* Start Data entries *
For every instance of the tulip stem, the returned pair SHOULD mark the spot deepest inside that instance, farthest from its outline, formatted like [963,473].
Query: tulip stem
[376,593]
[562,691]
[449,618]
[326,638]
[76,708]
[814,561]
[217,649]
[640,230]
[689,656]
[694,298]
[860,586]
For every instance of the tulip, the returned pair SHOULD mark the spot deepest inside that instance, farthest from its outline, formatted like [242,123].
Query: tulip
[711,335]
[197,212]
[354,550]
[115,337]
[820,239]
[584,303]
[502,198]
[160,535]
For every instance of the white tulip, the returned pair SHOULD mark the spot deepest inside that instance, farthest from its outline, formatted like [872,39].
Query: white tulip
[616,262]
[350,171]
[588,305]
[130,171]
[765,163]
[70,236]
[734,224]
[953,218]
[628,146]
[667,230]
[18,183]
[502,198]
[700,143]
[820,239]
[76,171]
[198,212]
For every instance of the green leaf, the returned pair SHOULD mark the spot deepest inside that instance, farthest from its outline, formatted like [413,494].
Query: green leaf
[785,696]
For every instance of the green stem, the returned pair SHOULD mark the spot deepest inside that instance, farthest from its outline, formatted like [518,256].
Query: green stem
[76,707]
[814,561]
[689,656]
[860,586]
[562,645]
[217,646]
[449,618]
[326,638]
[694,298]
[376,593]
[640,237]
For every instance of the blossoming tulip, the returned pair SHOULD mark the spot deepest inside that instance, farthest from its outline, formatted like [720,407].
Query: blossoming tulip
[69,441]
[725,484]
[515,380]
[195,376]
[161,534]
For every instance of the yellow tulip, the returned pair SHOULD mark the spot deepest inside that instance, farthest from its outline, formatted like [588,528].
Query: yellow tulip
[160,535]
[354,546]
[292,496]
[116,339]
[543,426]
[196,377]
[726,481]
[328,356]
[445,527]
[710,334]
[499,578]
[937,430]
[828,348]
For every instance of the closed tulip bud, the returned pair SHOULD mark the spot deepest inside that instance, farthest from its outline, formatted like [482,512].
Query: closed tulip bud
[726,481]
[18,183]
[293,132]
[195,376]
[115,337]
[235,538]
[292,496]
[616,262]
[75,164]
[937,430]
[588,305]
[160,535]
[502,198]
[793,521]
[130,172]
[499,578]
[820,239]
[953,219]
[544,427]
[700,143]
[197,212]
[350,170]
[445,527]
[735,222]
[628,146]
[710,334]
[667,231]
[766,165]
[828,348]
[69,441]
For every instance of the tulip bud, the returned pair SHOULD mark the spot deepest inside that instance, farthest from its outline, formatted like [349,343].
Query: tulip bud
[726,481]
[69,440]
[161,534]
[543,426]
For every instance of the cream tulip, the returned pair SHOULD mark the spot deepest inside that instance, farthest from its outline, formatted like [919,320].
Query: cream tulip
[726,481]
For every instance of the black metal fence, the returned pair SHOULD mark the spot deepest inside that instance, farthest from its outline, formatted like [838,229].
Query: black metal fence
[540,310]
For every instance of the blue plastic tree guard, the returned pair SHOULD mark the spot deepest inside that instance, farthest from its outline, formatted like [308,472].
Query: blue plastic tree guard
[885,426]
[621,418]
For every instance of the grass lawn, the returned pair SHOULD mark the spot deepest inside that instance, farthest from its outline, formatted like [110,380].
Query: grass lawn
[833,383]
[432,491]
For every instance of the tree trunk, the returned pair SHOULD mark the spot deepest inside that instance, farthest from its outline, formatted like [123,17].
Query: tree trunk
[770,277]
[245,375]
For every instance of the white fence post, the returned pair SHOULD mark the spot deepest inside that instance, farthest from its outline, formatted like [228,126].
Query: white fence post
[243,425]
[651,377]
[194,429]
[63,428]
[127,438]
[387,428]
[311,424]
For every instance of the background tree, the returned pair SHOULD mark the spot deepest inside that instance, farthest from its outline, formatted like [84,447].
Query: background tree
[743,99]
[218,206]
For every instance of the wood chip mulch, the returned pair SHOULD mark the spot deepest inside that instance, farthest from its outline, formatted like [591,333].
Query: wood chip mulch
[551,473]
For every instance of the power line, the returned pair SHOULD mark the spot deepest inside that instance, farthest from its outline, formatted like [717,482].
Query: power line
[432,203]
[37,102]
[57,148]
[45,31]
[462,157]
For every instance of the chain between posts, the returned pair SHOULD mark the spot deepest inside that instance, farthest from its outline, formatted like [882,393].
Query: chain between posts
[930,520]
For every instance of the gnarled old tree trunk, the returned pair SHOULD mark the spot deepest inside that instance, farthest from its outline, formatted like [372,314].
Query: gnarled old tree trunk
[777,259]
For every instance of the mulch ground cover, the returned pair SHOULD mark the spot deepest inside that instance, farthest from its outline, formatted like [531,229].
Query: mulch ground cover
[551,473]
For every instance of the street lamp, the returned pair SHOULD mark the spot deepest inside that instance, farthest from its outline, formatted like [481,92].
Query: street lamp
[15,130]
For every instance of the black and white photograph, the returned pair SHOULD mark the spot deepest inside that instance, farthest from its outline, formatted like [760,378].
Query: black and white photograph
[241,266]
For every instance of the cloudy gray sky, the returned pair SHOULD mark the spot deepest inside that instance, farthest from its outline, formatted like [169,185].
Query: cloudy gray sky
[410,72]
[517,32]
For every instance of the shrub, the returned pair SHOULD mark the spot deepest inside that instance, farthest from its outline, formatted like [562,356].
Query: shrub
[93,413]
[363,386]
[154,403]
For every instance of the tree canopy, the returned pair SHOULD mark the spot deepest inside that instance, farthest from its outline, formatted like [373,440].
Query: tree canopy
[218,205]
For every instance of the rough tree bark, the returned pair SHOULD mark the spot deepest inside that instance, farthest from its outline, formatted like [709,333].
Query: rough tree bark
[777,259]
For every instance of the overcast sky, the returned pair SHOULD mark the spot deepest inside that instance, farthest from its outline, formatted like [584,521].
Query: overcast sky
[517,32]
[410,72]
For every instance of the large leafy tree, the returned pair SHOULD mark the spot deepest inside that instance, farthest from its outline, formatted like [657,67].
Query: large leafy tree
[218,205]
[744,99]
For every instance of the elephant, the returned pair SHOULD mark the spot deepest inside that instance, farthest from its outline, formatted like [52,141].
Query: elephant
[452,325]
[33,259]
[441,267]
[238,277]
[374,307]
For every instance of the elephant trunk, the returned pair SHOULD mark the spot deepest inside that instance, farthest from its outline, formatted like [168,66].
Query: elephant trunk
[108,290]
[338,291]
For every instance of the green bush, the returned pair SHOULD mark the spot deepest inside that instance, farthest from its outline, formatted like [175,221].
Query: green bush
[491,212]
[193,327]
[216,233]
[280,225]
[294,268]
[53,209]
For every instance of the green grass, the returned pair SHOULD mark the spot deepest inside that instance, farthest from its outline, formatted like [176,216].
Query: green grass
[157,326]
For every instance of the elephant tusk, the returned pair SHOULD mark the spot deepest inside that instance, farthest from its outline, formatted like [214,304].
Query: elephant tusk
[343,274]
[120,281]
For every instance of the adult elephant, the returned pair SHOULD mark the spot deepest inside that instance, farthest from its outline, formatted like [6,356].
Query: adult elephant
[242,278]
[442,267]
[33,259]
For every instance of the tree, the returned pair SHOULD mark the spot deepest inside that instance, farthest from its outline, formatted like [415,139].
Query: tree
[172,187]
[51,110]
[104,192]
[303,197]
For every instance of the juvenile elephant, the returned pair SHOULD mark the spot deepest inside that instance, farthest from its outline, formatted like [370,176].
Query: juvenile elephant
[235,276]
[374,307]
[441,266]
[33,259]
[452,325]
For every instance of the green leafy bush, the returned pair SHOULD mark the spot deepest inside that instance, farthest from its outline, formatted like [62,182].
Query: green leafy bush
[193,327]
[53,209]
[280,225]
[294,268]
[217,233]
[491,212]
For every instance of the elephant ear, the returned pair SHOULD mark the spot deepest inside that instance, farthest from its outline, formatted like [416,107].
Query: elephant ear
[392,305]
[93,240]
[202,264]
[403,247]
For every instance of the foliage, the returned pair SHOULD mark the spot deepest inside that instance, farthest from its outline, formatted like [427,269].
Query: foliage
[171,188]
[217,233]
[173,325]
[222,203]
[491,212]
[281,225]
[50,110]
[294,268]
* End Data entries *
[Instructions to follow]: Echo the rows above verbatim, from the line containing "For every instance of the foliage, the" through the final row, with both ends included.

[Written answer]:
For every instance of the foliage, the returned pair SHOULD mark the spot deepest inside that instance, farthest from its outline, formatted like [427,269].
Query: foliage
[171,188]
[217,233]
[173,325]
[222,203]
[491,212]
[281,225]
[50,110]
[294,268]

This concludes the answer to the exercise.